■ Your instructions
Output the material beneath exactly, leaving nothing out.

■ Data rows

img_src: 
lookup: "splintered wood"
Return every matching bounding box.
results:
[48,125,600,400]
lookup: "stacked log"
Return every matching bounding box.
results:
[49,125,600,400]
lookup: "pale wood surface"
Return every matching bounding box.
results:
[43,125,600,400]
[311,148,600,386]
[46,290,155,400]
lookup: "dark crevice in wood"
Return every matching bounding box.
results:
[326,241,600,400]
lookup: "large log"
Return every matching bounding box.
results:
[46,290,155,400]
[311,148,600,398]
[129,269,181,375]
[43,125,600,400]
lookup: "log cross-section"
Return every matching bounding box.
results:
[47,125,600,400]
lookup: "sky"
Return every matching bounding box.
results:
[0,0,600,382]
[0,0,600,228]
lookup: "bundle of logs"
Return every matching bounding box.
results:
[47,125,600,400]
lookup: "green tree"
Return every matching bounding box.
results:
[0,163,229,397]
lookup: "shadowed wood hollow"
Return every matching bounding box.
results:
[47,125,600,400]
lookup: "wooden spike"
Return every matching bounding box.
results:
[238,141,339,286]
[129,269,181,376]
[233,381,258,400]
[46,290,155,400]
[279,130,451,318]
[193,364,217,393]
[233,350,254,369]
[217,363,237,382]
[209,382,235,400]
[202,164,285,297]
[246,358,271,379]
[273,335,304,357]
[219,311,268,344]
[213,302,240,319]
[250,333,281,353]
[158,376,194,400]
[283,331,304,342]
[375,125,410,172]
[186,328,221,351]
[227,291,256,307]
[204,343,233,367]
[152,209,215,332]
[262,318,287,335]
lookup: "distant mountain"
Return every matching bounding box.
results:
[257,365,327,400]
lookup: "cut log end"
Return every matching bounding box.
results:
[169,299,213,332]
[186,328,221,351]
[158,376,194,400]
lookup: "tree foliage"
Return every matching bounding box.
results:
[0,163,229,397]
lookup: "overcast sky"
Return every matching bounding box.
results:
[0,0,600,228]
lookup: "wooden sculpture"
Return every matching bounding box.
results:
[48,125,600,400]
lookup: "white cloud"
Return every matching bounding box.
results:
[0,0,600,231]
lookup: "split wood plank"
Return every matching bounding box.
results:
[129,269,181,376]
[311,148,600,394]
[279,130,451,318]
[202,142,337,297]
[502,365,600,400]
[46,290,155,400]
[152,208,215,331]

■ Solution to the problem
img_src: 
lookup: "splintered wood"
Return every matching bounding box.
results:
[48,125,600,400]
lookup: "stacked log"
Return every matching bounding box.
results:
[49,125,600,400]
lookup: "pale wood surface"
Return every matching bounding box.
results:
[43,125,600,400]
[311,148,600,386]
[46,290,155,400]
lookup: "dark crevice in wood"
Return every matching bounding box.
results:
[326,241,600,400]
lookup: "large log"
Return every matching bounding box.
results:
[46,290,155,400]
[311,148,600,398]
[129,269,181,375]
[43,125,600,400]
lookup: "log cross-section"
Return every matching bounding box.
results:
[47,125,600,400]
lookup: "sky"
Return every matching bounding box.
results:
[0,0,600,382]
[0,0,600,228]
lookup: "bundle of logs"
Return every matching bounding box.
results:
[47,125,600,400]
lookup: "green tree"
Return every matching bounding box.
results:
[0,163,229,397]
lookup: "shadowed wood hollow"
Return every matching bounding box.
results:
[47,125,600,400]
lookup: "wooden spike"
Return every matching bounding box.
results:
[238,141,339,286]
[129,269,181,376]
[233,381,258,400]
[46,290,155,400]
[279,130,451,318]
[193,364,217,393]
[233,350,254,369]
[217,363,237,382]
[209,382,235,400]
[202,164,285,297]
[246,358,271,379]
[273,335,304,357]
[219,311,268,344]
[213,302,240,319]
[250,333,281,353]
[158,376,194,400]
[283,331,304,342]
[375,125,410,172]
[186,328,221,351]
[227,291,256,307]
[204,343,233,367]
[152,209,215,332]
[262,318,287,335]
lookup: "distant mountain"
Return every matching bounding box.
results:
[257,365,327,400]
lookup: "cut log end"
Return every matching bounding box.
results:
[169,299,213,332]
[186,328,221,351]
[158,376,194,400]
lookup: "tree foliage"
Return every matching bounding box.
results:
[0,163,229,397]
lookup: "overcast sky"
Return every matching bounding box.
results:
[0,0,600,228]
lookup: "wooden sculpture"
Return every matching bounding box.
results:
[48,125,600,400]
lookup: "white cloud"
Return every matching bounding box.
results:
[0,0,600,231]
lookup: "split wood plank"
Return every matching bounding box.
results:
[129,269,181,376]
[311,148,600,394]
[279,130,451,318]
[202,142,337,297]
[502,365,600,400]
[46,290,155,400]
[152,208,215,331]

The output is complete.